**Supplied material:**
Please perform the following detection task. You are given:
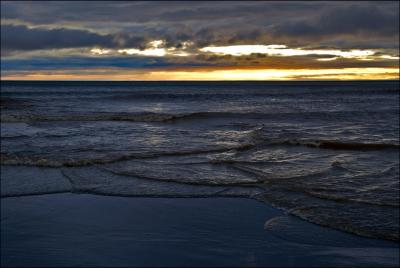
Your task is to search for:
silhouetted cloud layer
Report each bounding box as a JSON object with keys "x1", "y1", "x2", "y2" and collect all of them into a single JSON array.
[{"x1": 1, "y1": 1, "x2": 399, "y2": 79}]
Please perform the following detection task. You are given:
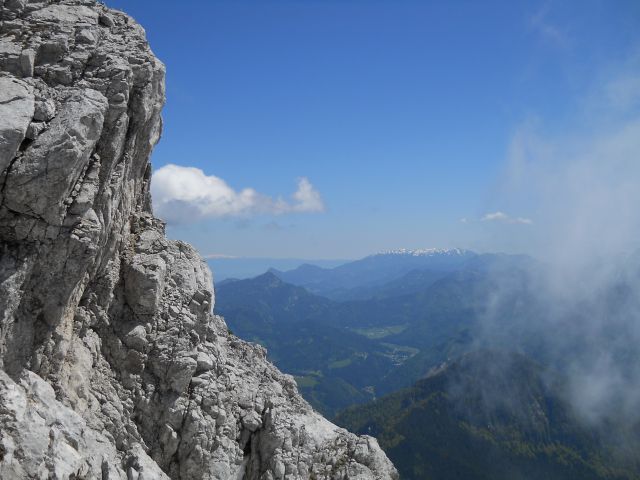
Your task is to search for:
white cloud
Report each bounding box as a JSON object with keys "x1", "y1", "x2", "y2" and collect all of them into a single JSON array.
[
  {"x1": 151, "y1": 164, "x2": 324, "y2": 223},
  {"x1": 480, "y1": 211, "x2": 533, "y2": 225},
  {"x1": 529, "y1": 3, "x2": 571, "y2": 48}
]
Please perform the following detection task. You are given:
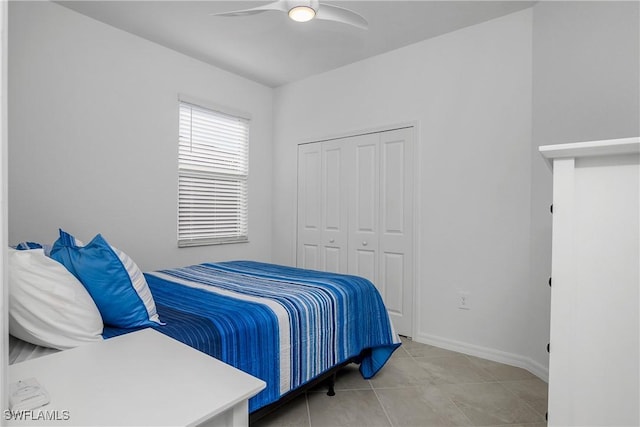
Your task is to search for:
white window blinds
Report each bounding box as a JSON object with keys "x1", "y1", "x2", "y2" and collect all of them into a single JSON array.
[{"x1": 178, "y1": 101, "x2": 249, "y2": 247}]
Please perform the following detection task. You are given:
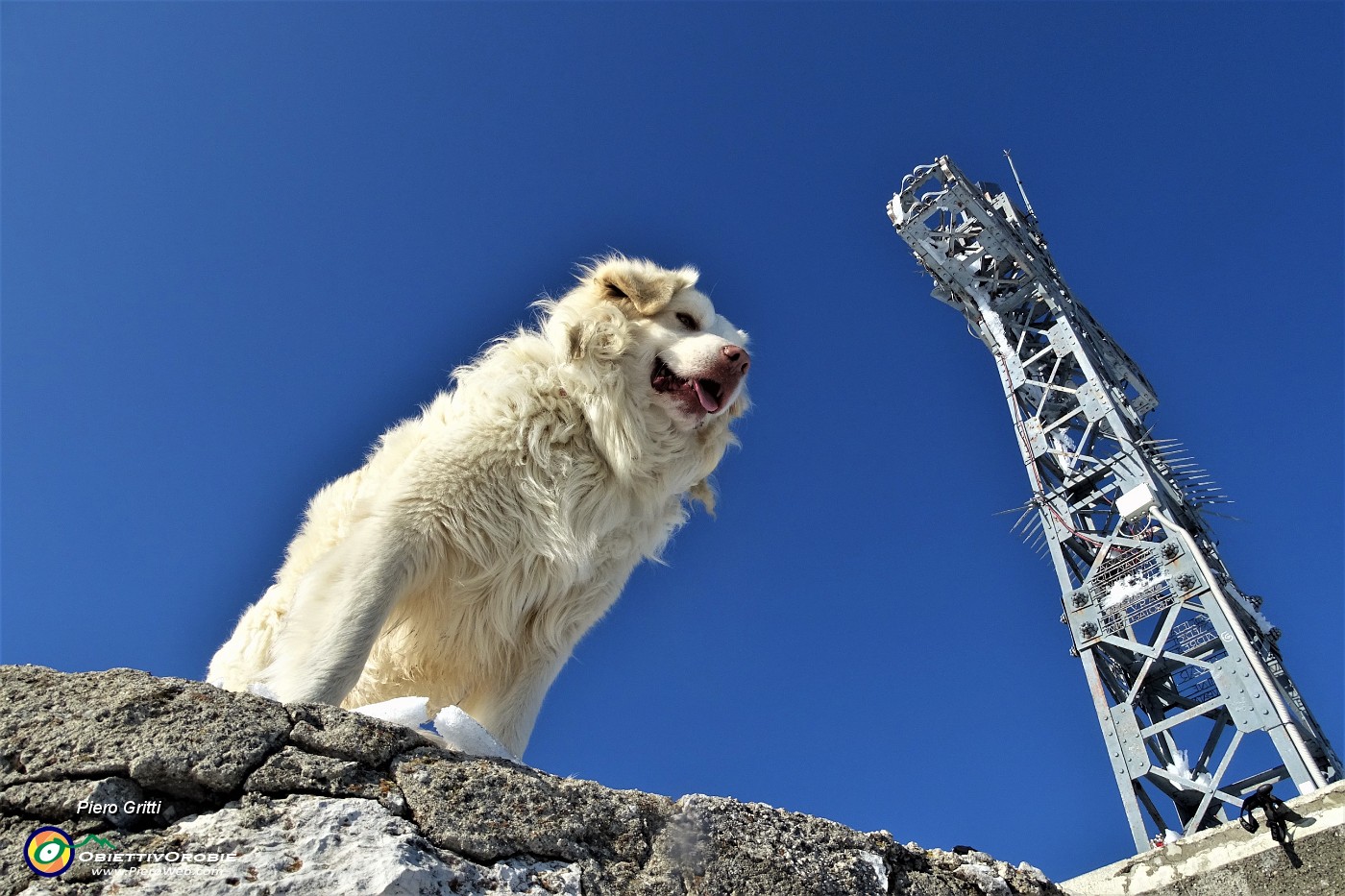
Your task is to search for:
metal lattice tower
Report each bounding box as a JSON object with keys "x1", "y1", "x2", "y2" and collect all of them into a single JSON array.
[{"x1": 888, "y1": 154, "x2": 1341, "y2": 852}]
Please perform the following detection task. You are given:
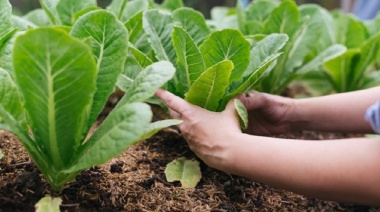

**Exercise:** Turn each line of the listing above into a row of a Markdown table with two columns, Row and Listing line, skipping blank lines and leaving out the pictures.

**Response to the task:**
| Row | Listing line |
|---|---|
| 1 | Please perform the following detection task. You are given: |
| 2 | Your task is to search for: |
| 3 | silhouetted cloud layer |
| 4 | Report each bounding box as a JSON object with keys "x1", "y1", "x2", "y2" and collect all of them into a single JSON array. |
| 5 | [{"x1": 1, "y1": 1, "x2": 399, "y2": 79}] |
| 6 | Please perform the following detection task. You are given: |
| 7 | Your task is to search for: |
| 8 | white cloud |
| 9 | Report each bounding box as a JSON object with keys "x1", "y1", "x2", "y2" and collect all of them into a single JSON array. |
| 10 | [ |
| 11 |   {"x1": 151, "y1": 164, "x2": 324, "y2": 223}, |
| 12 |   {"x1": 480, "y1": 211, "x2": 533, "y2": 225}, |
| 13 |   {"x1": 529, "y1": 3, "x2": 571, "y2": 48} |
| 14 | ] |
| 15 | Please perform the following detection task. You are given: |
| 16 | Your task is to search for: |
| 17 | white window blinds |
| 18 | Report each bounding box as a JSON object with keys "x1", "y1", "x2", "y2" and collect all of them into a single JSON array. |
| 19 | [{"x1": 178, "y1": 101, "x2": 249, "y2": 247}] |
| 20 | Please perform the following detection task. You are given: |
| 21 | Your task is to search for: |
| 22 | metal lattice tower |
| 23 | Report each bounding box as a JSON object with keys "x1", "y1", "x2", "y2" and collect all of them into a single JSON array. |
| 24 | [{"x1": 888, "y1": 154, "x2": 1341, "y2": 852}] |
| 25 | Please perform the following detection task. You are given: |